Extrait fourni -
========================================================================

Pourtant, on se surprend à s'intéresser au destin sensible et dérisoire de la pauvre Mignon, la belle déracinée. Dans sa mise en scène très réaliste et pleine de clins d'œil, Nicolas Joel se joue avec humour de situations et de lieux magiques, et signe un spectacle attrayant et enjoué, grâce notamment aux décors d'Emilio Carcano et aux costumes de Gérard Audier.
Le chef d'orchestre Jean-Yves Ossonce souligne le charme de la partition et ses effets dramatiques. Il bénéficie d'une distribution qui se régale de l'écriture vocale de Thomas. Le ténor Yann Beuron (Wilhelm Meister) gagne de rôle en rôle un peu plus d'épaisseur et l'on retrouve la ravissante soprano colorature américaine Laura Claycomb (Philine). Mais le joyau, c'est Sophie Koch. Celle qui nous ravit dans le compositeur d'Ariane à Naxos de Strauss à l'Opéra de Paris s'épanouit ici à merveille. C'était pour Susan Graham que Nicolas Joel, voilà quatre ans, avait tiré Mignon du placard. L'Américaine était superbe, avec cette grâce, cette joie dont elle est si profondément imprégnée.

========================================================================

Liste fournie -

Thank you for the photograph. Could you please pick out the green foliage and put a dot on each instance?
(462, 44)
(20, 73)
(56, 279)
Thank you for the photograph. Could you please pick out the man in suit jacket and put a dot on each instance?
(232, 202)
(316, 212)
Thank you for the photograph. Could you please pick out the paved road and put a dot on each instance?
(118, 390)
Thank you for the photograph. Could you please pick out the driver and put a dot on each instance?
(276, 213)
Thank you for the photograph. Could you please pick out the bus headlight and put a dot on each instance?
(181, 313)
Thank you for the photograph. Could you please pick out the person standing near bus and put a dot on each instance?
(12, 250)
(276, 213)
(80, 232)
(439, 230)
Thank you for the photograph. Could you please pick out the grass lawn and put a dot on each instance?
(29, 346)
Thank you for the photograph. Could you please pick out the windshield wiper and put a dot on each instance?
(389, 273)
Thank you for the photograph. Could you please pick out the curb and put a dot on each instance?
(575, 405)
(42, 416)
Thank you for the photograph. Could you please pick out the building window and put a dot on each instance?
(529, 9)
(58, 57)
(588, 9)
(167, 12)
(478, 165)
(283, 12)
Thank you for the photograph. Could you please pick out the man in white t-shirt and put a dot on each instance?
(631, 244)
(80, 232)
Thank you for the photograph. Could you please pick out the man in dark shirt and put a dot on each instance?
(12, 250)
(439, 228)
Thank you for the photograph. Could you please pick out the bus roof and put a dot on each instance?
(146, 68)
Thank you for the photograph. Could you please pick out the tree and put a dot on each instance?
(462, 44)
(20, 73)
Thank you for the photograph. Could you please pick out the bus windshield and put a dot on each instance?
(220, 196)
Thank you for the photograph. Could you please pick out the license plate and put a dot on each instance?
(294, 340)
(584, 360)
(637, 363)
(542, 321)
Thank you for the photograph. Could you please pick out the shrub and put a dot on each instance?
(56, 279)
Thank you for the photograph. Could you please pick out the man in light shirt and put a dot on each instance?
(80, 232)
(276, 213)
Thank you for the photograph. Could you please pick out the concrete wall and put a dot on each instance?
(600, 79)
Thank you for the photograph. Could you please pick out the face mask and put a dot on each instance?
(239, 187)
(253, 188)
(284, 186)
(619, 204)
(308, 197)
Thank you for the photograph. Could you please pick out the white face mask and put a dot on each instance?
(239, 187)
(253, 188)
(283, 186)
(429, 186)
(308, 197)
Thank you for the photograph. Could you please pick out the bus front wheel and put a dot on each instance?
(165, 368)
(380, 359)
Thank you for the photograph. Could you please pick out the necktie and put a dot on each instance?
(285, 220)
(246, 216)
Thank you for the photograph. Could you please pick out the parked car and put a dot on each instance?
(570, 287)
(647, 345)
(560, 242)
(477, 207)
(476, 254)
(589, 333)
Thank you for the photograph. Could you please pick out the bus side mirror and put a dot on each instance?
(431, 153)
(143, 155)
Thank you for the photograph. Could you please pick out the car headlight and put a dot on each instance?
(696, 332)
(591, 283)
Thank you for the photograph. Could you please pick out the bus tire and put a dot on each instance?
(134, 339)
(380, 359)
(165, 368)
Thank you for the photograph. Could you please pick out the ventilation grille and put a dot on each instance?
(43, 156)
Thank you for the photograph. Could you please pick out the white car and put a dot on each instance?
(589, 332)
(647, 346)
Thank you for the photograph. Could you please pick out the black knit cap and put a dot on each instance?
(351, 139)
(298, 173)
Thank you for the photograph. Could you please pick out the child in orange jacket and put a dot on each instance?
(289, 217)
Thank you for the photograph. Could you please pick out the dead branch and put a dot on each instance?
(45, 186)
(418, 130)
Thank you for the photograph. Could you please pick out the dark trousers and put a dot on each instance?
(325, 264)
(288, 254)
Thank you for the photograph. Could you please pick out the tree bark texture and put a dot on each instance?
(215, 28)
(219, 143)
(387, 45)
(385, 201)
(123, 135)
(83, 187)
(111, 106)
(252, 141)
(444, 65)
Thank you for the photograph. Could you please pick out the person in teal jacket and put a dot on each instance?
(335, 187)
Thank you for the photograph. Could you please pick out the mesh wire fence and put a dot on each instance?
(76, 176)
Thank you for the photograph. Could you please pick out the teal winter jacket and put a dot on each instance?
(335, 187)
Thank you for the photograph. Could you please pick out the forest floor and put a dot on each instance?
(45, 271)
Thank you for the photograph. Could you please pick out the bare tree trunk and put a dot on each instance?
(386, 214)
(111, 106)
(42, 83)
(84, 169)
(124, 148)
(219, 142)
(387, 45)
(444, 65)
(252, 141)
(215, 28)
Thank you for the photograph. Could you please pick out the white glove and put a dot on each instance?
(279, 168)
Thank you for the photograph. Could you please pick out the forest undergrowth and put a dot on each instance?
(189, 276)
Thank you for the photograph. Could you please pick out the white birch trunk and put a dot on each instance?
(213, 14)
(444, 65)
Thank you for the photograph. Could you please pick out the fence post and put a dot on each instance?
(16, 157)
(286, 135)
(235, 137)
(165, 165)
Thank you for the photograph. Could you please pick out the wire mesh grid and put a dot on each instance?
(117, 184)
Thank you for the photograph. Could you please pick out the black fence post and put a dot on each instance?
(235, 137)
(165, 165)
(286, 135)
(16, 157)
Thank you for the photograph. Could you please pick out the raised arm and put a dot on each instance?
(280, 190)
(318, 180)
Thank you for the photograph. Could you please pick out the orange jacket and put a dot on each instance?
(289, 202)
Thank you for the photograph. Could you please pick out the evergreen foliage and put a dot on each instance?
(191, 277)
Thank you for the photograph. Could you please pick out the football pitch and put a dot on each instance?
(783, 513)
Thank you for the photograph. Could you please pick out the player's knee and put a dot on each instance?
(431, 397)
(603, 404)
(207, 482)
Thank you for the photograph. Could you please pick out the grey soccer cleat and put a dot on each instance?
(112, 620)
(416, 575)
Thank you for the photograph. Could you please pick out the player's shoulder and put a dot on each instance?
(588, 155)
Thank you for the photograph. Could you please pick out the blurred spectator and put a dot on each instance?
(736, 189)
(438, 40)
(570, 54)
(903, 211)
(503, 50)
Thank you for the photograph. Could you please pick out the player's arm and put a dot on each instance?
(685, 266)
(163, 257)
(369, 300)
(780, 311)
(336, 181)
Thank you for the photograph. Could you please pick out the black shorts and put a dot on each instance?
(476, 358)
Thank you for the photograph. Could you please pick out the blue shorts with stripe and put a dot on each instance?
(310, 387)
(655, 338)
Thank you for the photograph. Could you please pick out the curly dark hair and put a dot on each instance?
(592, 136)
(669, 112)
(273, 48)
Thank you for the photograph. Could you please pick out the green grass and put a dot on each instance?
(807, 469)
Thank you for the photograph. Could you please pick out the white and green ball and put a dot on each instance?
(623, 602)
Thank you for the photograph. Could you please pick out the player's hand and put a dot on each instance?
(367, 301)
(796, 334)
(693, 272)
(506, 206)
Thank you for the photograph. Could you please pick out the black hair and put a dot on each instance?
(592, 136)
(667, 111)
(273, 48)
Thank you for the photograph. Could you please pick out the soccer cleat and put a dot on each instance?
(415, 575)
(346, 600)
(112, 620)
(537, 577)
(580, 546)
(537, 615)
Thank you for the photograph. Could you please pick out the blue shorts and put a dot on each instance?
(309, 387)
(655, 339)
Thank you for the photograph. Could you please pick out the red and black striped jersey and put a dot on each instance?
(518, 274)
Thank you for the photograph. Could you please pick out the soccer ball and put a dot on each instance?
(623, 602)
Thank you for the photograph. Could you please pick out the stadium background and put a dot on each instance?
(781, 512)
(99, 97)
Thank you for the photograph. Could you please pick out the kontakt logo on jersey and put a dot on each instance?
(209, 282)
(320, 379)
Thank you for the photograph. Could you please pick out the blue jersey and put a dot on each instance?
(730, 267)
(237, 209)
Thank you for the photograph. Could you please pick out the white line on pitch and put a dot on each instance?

========================================================================

Consignes de l'exercice -
(a) Répondez à ces questions d'après l'extrait sur Mignon :
(i) Qui a signé les décors du spectacle ?
(ii) Quel rôle chante Laura Claycomb ?
(iii) Pour quelle chanteuse Nicolas Joel avait-il tiré Mignon du placard quatre ans plus tôt ?
(b) Reprenez l'extrait entre « Pourtant, on se » et « de Gérard Audier. », inclus, en renommant chaque fois « Nicolas Joel » en « le metteur en scène ».
Appuyez-vous uniquement sur l'extrait, sans tenir compte de la liste.

Réponses par consigne -
(a)
(i) Emilio Carcano.
(ii) Philine.
(iii) Susan Graham.

(b)
Pourtant, on se surprend à s'intéresser au destin sensible et dérisoire de la pauvre Mignon, la belle déracinée. Dans sa mise en scène très réaliste et pleine de clins d'œil, le metteur en scène se joue avec humour de situations et de lieux magiques, et signe un spectacle attrayant et enjoué, grâce notamment aux décors d'Emilio Carcano et aux costumes de Gérard Audier.